=== Begin Enclosure ===
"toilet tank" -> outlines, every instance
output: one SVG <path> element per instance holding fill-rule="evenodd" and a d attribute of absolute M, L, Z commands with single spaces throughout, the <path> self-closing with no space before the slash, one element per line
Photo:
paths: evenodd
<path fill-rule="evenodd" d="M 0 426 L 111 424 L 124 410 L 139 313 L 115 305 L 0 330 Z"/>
=== End Enclosure ===
=== Begin Enclosure ===
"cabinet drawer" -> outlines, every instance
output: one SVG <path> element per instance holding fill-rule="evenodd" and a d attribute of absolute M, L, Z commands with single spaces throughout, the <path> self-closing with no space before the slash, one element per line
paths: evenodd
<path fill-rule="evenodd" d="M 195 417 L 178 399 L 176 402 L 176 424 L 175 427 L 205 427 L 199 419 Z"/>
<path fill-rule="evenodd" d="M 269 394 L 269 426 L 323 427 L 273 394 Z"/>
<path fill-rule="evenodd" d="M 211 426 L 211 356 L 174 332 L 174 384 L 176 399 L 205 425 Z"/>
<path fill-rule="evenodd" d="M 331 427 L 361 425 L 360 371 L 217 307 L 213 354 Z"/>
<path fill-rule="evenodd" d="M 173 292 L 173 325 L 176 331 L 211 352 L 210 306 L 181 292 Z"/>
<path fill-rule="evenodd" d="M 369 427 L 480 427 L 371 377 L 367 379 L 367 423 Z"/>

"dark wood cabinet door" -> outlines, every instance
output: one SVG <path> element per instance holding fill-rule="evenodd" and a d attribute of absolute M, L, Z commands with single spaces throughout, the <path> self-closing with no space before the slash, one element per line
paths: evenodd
=== End Enclosure ===
=== Begin Enclosure ===
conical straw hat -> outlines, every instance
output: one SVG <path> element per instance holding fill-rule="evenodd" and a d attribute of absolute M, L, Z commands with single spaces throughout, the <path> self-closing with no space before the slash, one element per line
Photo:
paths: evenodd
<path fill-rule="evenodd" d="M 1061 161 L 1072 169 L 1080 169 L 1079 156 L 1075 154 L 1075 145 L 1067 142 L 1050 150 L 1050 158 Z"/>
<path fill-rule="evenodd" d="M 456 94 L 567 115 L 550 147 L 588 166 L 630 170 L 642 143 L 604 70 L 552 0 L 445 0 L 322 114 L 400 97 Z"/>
=== End Enclosure ===
_Task statement_
Would you filter the records and copy each line that contains the word "outlines"?

_Output below_
"toilet tank" -> outlines, every instance
"cabinet drawer" -> outlines, every instance
"dark wood cabinet door" -> outlines, every instance
conical straw hat -> outlines, every instance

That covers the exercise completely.